» **Passage**
#####

Novel bioactive compounds have been intensively screened to identify their potential benefit in many fields of human life, including medicine, agriculture and industry. Natural compounds have been a continuous and important source of bioactive compounds, and have led to the discovery of not less than 200 000 bioactive compounds so far,1accounting for more than 50% of new medicines registered as anticancer, antibacterial, antifungal and antiviral agents during the period of 1981–2006.2

Fungal endophytes are defined as filamentous fungi that reside in the tissues of living plants without exerting any pathogenic effects. Judging from the fact more than one endophyte often inhabit a single plant, new and interesting endophytic microorganisms are likely to be found from the nearly 300 000 plant species, which inhabit the diverse environments and ecosystems of the earth.3 Moreover, considering that a great number of secondary metabolites with diverse chemical structures and various biological activities6, 7, 8 have been discovered from endophytes, endophytes can be regarded as a rich source of bioactive natural products.4, 5

Thailand is located in a tropical zone with abundant biodiversity and bioresources, suggesting that Thai endophytic fungi may be a rich source of bioactive compounds. A series of recent discoveries of novel bioactive substances, such as xylariaquinone A, scopararanes A and B, 11-hydroxymonocerin, phomoenamide, phomonitroester and deacetylphomoxanthone B, have confirmed the usefulness of fungal endophytes from Thai medicinal plants as promising bioresources.9, 10, 11, 12

In this study, novel compounds were screened from the endophytic fungus Xylaria feejeensis MU18, isolated from Eryngium foetidum Linn., a medicinal plant in Thailand. From the crude extract, one novel compound was isolated and its chemical structure was determined. The compound possesses a novel chemical structure comprising a γ-pyrone with a hydroxymethyl group and a methylpentyl group at C-2 and C-5, respectively. This is the first report of a natural or even a synthetic compound possessing a γ-pyrone moiety having these two side chains.

#####

» **Exercise 1**
In the passage on bioactive compounds from fungal endophytes, from which plant was the fungus Xylaria feejeensis MU18 isolated?
» **Exercise 2**
Carry the passage on bioactive compounds from fungal endophytes forward, beginning after its final sentence.

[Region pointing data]

#####

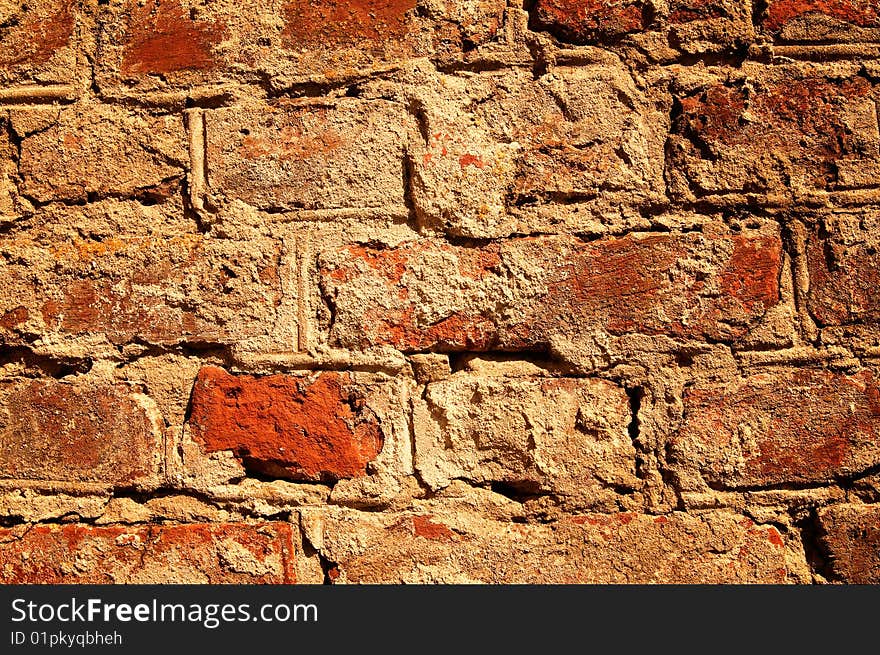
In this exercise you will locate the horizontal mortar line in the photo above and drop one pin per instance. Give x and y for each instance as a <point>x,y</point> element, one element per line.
<point>824,50</point>
<point>304,361</point>
<point>38,94</point>
<point>296,214</point>
<point>771,201</point>
<point>796,354</point>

#####

» **Task answer 1**
It was isolated from Eryngium foetidum Linn., a medicinal plant in Thailand.

» **Task answer 2**
Materials and methods

General experimental procedures

The UV spectrum was recorded on a Hitachi U-3200 spectrophotometer (Hitachi Ltd., Tokyo, Japan). NMR spectra were recorded on a on a JEOL JNM-ECS400 (JEOL, Tokyo, Japan) at 400 MHz. The 1H and 13C chemical shifts were referenced to the solvent signal (δH 7.26 and δC 77.0 in CDCl3). HRFABMS was recorded on a JEOL JMS-700 spectrometer. Optical rotation was measured on a JASCO P-1020 polarimeter (Jasco, Tokyo, Japan). IR spectra were recorded on a FTIR-8400S (Shimadzu, Kyoto, Japan).

Microorganism

The endophytic fungus MU18 was isolated from leaves of Eryngium foetidum Linn., obtained from Mahidol University, Bangkok, Thailand. The fungus was identified as X. feejeensis based on the DNA sequences of the internal transcribed spacer (ITS) ribosomal RNA region (DNA data bank of Japan (DDBJ) accession number AB569622). A Genbank search for similar ITS sequences confirmed that the fungus was X. feejeensis, with 99% sequence identity.13 The fungus was deposited as X. feejeensis MU18 at the culture collection of International Center for Biotechnology (ICBiotech; Osaka University, Osaka, Japan).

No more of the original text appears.